Source extract >>
+--
Haaland out of tune as Dortmund warm up for Bayern with Wolfsburg win

By Sports Desk May 23, 2020

On the day it was announced that Mario Gotze will be leaving Borussia Dortmund again, it was Erling Haaland who played the role of forgotten man in a 2-0 win at Wolfsburg.

It's the stunning rise of players such as Haaland that has brought Gotze's second spell at his boyhood club to an end. Last time, he was leaving for Pep Guardiola's Bayern Munich; seven years on, nobody is sure of his next move.

He does not suit the flowing 3-4-3 in which Haaland, Jadon Sancho, Thorgan Hazard and Julian Brandt are thriving - head coach Lucien Favre admitted as much on Friday. While not exactly a relic at 27, Gotze needs a new lease of life in fresh pastures. His career has drifted for too long for a player of his talent.
+--
Excerpted data >>
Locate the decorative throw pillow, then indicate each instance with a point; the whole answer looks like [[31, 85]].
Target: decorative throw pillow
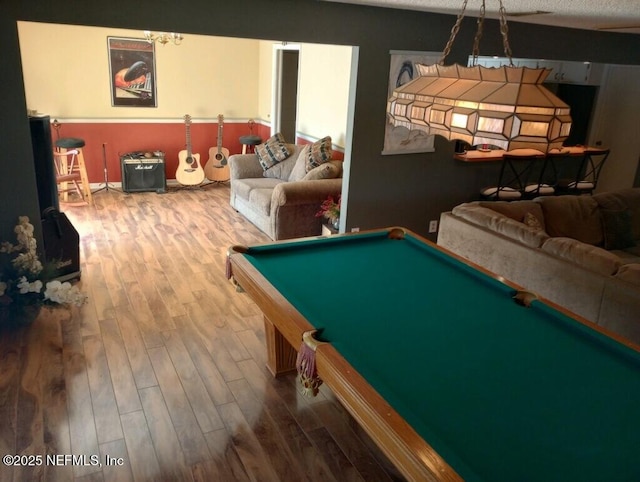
[[532, 221], [319, 153], [616, 225], [272, 151]]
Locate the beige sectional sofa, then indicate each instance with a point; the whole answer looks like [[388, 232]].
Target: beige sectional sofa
[[581, 252], [283, 199]]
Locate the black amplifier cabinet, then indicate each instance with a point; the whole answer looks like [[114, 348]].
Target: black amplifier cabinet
[[61, 244], [143, 171]]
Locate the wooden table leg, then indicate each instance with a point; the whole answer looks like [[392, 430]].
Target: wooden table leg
[[281, 356]]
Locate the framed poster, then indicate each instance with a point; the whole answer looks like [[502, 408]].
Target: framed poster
[[132, 67], [400, 139]]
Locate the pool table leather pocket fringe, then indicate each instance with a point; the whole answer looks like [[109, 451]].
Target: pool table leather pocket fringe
[[306, 364]]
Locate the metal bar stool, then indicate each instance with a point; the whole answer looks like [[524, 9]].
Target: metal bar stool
[[66, 144], [68, 177]]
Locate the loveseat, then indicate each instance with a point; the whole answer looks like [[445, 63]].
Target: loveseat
[[281, 197], [580, 252]]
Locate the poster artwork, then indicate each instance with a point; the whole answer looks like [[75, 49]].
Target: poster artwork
[[133, 72], [399, 139]]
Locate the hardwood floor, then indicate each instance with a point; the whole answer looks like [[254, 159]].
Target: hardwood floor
[[163, 370]]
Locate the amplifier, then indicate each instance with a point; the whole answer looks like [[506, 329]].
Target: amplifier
[[143, 171]]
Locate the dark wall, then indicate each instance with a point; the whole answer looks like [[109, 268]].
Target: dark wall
[[401, 190]]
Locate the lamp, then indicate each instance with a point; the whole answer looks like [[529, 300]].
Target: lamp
[[505, 106], [163, 37]]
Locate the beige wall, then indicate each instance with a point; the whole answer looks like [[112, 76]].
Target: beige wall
[[323, 95], [66, 75]]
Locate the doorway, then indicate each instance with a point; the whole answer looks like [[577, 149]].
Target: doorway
[[285, 91]]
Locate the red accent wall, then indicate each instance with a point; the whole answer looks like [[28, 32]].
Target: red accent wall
[[122, 138]]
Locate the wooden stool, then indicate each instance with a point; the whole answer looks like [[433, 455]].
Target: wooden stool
[[250, 141], [71, 166]]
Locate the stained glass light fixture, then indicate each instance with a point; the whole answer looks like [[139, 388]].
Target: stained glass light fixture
[[506, 106]]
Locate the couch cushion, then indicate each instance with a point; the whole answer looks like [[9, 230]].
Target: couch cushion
[[622, 200], [616, 227], [630, 273], [328, 170], [300, 167], [516, 210], [495, 221], [260, 199], [583, 254], [629, 255], [243, 187], [272, 151], [576, 217], [282, 170]]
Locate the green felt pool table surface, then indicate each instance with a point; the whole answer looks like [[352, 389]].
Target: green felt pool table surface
[[501, 391]]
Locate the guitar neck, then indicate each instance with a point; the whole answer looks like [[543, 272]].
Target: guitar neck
[[188, 134], [219, 134]]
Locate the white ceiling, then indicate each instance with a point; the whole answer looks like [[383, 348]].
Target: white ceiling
[[606, 15]]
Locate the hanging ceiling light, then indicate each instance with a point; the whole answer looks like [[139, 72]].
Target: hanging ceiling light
[[163, 37], [506, 106]]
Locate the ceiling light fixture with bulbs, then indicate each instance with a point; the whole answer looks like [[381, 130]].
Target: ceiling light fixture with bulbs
[[507, 107], [163, 37]]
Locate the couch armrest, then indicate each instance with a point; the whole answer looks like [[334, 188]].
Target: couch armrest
[[305, 192], [294, 206], [243, 166]]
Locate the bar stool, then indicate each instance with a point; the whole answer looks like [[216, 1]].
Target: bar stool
[[68, 177], [251, 141], [69, 166]]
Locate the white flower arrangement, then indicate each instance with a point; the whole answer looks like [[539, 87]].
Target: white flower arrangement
[[23, 278]]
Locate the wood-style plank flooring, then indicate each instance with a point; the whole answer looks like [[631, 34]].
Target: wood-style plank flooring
[[163, 370]]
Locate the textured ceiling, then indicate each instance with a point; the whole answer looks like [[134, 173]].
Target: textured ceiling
[[607, 15]]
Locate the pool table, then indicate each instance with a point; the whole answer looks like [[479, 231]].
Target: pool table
[[454, 372]]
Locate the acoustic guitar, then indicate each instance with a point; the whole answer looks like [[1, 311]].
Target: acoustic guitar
[[190, 172], [217, 167]]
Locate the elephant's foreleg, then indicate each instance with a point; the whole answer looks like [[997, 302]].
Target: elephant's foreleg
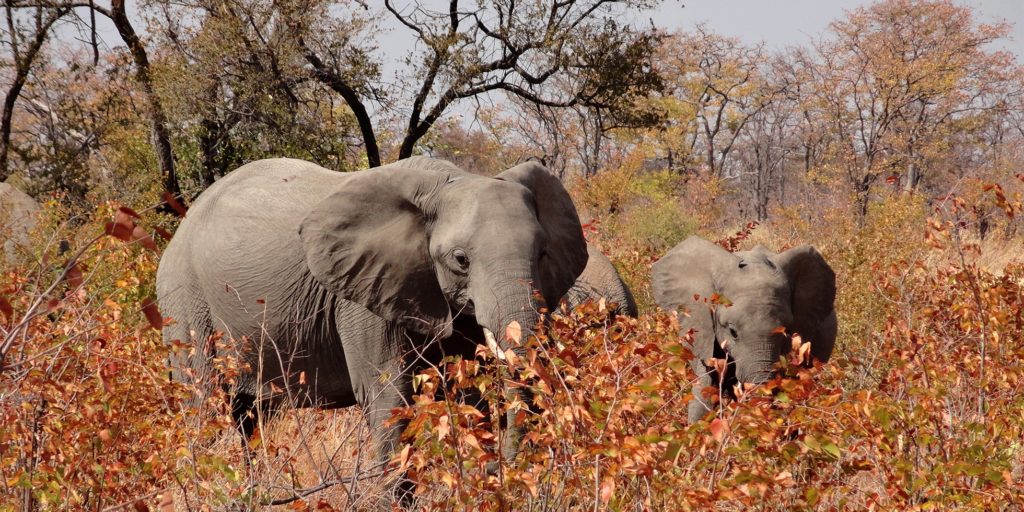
[[377, 354], [699, 406]]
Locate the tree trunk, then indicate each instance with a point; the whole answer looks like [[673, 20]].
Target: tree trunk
[[351, 97], [23, 66]]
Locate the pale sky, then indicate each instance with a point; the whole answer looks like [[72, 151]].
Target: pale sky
[[782, 23]]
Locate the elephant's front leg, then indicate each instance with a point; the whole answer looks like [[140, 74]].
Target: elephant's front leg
[[378, 355], [699, 406]]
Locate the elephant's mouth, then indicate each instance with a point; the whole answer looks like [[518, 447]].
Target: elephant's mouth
[[722, 369]]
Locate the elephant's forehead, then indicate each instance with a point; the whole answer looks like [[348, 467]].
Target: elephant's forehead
[[485, 198], [757, 279]]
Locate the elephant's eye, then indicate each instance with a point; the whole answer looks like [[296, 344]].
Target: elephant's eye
[[461, 258]]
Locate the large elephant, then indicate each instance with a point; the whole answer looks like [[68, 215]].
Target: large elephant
[[759, 293], [598, 281], [341, 286]]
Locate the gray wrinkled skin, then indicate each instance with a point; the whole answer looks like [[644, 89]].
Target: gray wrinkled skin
[[795, 290], [17, 216], [338, 287]]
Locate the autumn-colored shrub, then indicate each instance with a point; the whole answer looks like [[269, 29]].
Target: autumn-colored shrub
[[919, 408]]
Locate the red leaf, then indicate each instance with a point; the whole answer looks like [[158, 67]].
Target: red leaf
[[153, 313], [6, 308], [607, 488], [513, 332], [122, 226], [129, 212], [164, 233], [719, 428], [74, 275], [174, 204]]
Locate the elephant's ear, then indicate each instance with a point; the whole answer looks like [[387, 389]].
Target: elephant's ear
[[367, 242], [813, 287], [564, 254], [690, 269]]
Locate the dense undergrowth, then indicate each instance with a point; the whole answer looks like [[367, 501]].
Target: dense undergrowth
[[919, 409]]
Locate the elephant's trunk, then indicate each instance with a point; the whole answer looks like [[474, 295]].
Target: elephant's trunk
[[756, 368], [510, 302]]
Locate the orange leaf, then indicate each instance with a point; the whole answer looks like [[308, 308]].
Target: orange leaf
[[153, 313], [140, 235], [129, 212], [719, 428], [166, 503], [122, 226], [513, 332], [6, 308], [607, 488], [74, 275], [164, 233]]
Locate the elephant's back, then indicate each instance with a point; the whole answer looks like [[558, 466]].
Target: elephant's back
[[265, 188], [239, 249]]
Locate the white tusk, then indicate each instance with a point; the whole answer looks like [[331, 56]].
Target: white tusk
[[493, 344]]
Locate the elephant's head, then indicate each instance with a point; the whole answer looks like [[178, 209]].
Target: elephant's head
[[420, 242], [763, 297]]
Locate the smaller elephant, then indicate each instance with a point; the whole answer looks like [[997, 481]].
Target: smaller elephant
[[17, 217], [763, 297], [599, 280]]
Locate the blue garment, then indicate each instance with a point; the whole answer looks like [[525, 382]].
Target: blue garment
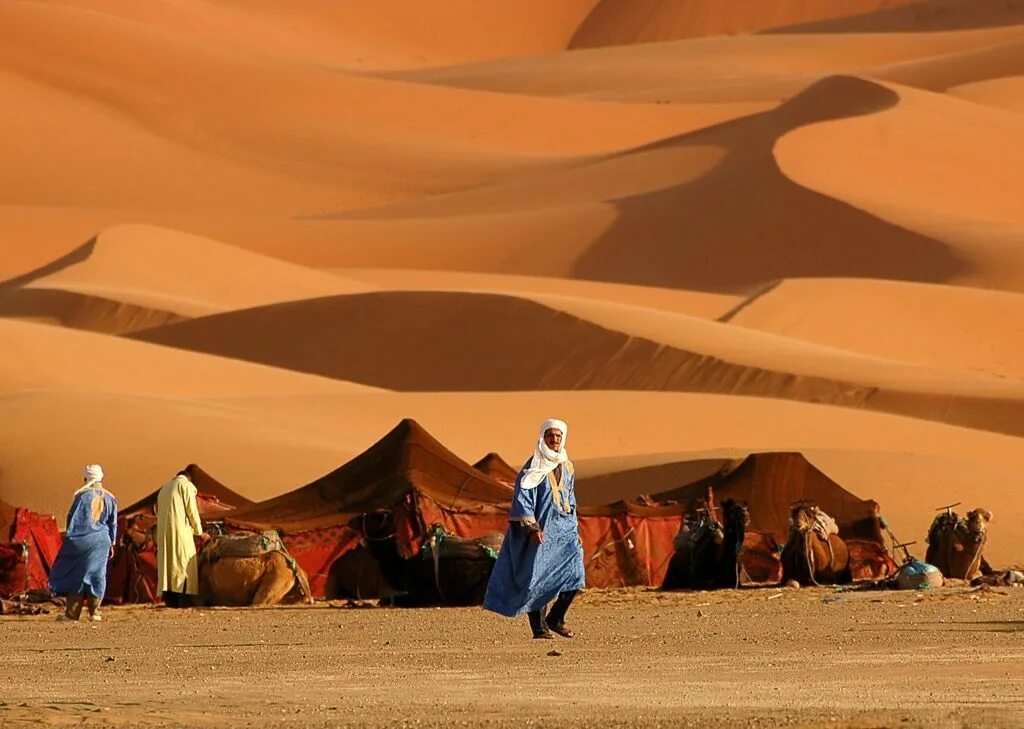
[[80, 567], [528, 575]]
+--
Exercise instructions >>
A. From the Dortmund article, retype the passage starting with "By Sports Desk" and going on through "of his talent.".
B. According to the Dortmund article, which formation does Mario Gotze not suit?
C. Carry on the Dortmund article from its last sentence.

Solved problems >>
A.
By Sports Desk May 23, 2020

On the day it was announced that Mario Gotze will be leaving Borussia Dortmund again, it was Erling Haaland who played the role of forgotten man in a 2-0 win at Wolfsburg.

It's the stunning rise of players such as Haaland that has brought Gotze's second spell at his boyhood club to an end. Last time, he was leaving for Pep Guardiola's Bayern Munich; seven years on, nobody is sure of his next move.

He does not suit the flowing 3-4-3 in which Haaland, Jadon Sancho, Thorgan Hazard and Julian Brandt are thriving - head coach Lucien Favre admitted as much on Friday. While not exactly a relic at 27, Gotze needs a new lease of life in fresh pastures. His career has drifted for too long for a player of his talent.

B. He does not suit the flowing 3-4-3.

C.
Sitting as an unused substitute on Saturday, he might have sympathised as Dortmund's latest young superstar went missing.

Between joining from Salzburg in January and facing Wolfsburg this weekend, Haaland had scored 10 goals in six starts in the Bundesliga. His latest came in last week's 4-0 derby of thrashing of Schalke, in which he set up Raphael Guerreiro for the fourth. The 19-year-old has been in Germany barely five months and is already in high demand, lined up for a move to Real Madrid and touted as the heir to Brazil great Ronaldo.

All this made his performance against Wolfsburg surprising. He managed 29 touches, only one more than goalkeeper Roman Burki, won under half of his duels and lost possession nine times. His 20 attempted passes was the lowest number of any outfield player to start the match bar Daniel Ginczek, who was withdrawn after 64 minutes.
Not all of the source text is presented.